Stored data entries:
----
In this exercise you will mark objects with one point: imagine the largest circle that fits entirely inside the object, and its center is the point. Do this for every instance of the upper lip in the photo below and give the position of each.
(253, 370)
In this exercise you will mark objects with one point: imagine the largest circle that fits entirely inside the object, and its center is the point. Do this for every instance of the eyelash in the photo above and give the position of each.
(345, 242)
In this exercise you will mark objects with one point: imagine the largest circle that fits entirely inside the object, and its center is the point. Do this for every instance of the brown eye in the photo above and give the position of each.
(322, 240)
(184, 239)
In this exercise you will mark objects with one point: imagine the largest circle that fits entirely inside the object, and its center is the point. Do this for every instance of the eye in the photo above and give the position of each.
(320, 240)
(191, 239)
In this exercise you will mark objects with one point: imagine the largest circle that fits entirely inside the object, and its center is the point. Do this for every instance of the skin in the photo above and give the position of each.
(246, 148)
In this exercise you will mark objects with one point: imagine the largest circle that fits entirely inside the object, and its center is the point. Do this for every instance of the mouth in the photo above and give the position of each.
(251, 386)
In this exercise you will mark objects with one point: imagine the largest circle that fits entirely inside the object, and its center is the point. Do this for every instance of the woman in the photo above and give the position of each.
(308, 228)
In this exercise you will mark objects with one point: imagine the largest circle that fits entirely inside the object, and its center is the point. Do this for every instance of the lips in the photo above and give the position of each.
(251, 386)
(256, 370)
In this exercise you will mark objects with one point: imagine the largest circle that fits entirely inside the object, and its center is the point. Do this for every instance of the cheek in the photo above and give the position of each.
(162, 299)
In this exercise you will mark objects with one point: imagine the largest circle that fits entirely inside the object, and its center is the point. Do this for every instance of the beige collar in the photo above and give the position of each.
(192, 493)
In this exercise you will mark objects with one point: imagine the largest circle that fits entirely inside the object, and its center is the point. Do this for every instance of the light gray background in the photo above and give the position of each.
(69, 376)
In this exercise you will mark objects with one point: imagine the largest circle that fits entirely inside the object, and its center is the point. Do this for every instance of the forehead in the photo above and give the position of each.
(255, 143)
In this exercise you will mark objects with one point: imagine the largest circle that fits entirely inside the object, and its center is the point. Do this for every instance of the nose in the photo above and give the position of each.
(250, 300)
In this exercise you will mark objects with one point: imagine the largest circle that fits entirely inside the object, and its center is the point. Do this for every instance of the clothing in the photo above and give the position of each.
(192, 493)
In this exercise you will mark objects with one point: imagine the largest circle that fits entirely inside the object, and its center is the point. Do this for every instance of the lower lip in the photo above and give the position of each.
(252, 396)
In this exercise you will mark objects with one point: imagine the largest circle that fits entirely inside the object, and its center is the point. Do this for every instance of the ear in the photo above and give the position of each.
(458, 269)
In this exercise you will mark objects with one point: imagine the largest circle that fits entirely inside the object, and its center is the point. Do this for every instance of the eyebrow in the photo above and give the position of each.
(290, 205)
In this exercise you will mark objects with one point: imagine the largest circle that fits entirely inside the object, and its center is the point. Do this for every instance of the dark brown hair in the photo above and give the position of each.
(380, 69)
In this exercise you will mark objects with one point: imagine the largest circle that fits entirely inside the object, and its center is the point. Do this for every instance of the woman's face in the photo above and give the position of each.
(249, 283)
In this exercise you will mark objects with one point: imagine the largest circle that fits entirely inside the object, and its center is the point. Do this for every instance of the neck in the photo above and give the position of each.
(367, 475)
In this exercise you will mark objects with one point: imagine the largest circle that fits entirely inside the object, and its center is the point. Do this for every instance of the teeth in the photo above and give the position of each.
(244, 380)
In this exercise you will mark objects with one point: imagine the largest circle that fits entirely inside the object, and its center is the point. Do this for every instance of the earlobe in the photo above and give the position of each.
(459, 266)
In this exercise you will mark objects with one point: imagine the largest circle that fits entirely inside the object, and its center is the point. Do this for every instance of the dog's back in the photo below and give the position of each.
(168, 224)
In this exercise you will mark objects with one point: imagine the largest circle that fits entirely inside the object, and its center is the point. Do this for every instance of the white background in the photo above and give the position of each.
----
> [Task goal]
What you return should be the records above, repeated exactly.

> [Result of the exercise]
In this exercise you will mark objects with one point: imagine the largest circle that fits entirely inside the object, and its center is the point. Do this for every instance of the upper lip in the photo below and give the position of each.
(253, 370)
In this exercise you will mark objects with one point: imagine the largest circle that fits entirely inside the object, and its center is the point. Do this for every instance of the eyelash in the photo above and give the position of each.
(345, 242)
In this exercise you will mark objects with one point: imagine the largest circle that fits entirely inside the object, and its center is the point. Do this for every instance of the brown eye in the photo above and give the position of each.
(322, 240)
(184, 239)
In this exercise you will mark objects with one point: imagine the largest circle that fits entirely inside the object, and its center is the point. Do this for every instance of the eye in the photo above and give the position of each.
(320, 240)
(191, 239)
In this exercise you will mark objects with one point: imagine the largest circle that fits entirely inside the object, and its center is the point. Do this for every instance of the skin in the photo above and give the position of each.
(246, 148)
In this exercise you will mark objects with one point: imagine the largest circle that fits entirely inside the object, and its center is the point. Do this for every instance of the mouth in the photo above and give the position of each.
(251, 386)
In this exercise you will mark objects with one point: imagine the largest circle that fits entirely inside the object, and its center is the point. Do this for every instance of the woman in the photo above and give the position of each.
(308, 228)
In this exercise you will mark objects with one point: imagine the largest circle that fits entirely inside the object, and its center is the point. Do this for every instance of the lips in the photo above and give the position of each.
(251, 386)
(256, 370)
In this exercise you will mark objects with one point: imagine the largest circle that fits entirely inside the object, and its center is the point. Do this for every instance of the cheek in the photo above and give the position of each.
(162, 299)
In this exercise you will mark objects with one point: imagine the largest circle that fits entirely inside the object, and its center is the point. Do this for every instance of the beige collar in the photo above and give the position of each.
(192, 493)
In this exercise you will mark objects with one point: imagine the largest circle that fits entirely inside the object, and its center is the point. Do this for every instance of the light gray background in the photo above and give the position of each.
(69, 376)
In this exercise you will mark objects with one point: imagine the largest circle that fits entirely inside the object, and its center is the point. Do this for every instance of the forehead in the photo above and give the position of each.
(255, 143)
In this exercise you will mark objects with one point: imagine the largest circle that fits entirely inside the object, and its center is the point. Do this for every instance of the nose in the photo above and give the position of each.
(250, 300)
In this exercise you will mark objects with one point: imagine the largest circle that fits entirely inside the object, and its center is the point. Do this for every instance of the clothing in the photo above and give the position of each.
(192, 493)
In this exercise you will mark objects with one point: imagine the largest circle that fits entirely inside the object, and its center is the point. Do this for every instance of the lower lip in the photo above and give the position of each.
(252, 396)
In this exercise you will mark objects with one point: imagine the largest circle that fits entirely inside the object, and its center is the point. Do this for every instance of the ear in the photo above and give the position of each.
(458, 269)
In this exercise you will mark objects with one point: imagine the largest circle that fits entirely inside the object, and its center is the point. Do this for every instance of the eyebrow in the photo above and give the position of each.
(290, 205)
In this exercise you will mark objects with one point: imagine the largest circle that fits entirely inside the object, and its center is the point. Do this for every instance of the dark brown hair in the photo above and give the position of each.
(380, 69)
In this exercise you will mark objects with one point: imagine the largest circle that fits entirely inside the object, and its center is the point. Do this for every instance of the woman's face in the photo above and give the position of each.
(249, 283)
In this exercise you will mark objects with one point: imagine the largest circle that fits entirely inside the object, and its center is the point. Do this for every instance of the neck in the photo above and give the position of each.
(367, 475)
In this exercise you will mark objects with one point: imagine the largest circle that fits entirely inside the object, and its center is the point. Do this for every instance of the teeth in the photo above and give the position of each.
(244, 380)
In this exercise you will mark objects with one point: imagine the largest circle that fits entirely inside the object, and its center is the point. Do this for every instance of the earlobe in the photo above and give the position of each.
(459, 266)
In this exercise you will mark objects with one point: imagine the largest circle that fits entirely inside the object, and its center is the point. Do this for every instance of the dog's back in the photo below and give the position of each.
(168, 224)
In this exercise you will mark objects with one point: imagine the largest circle that fits entirely inside the object, and its center is the point. Do this for every instance of the white background in the photo above and give the position of each.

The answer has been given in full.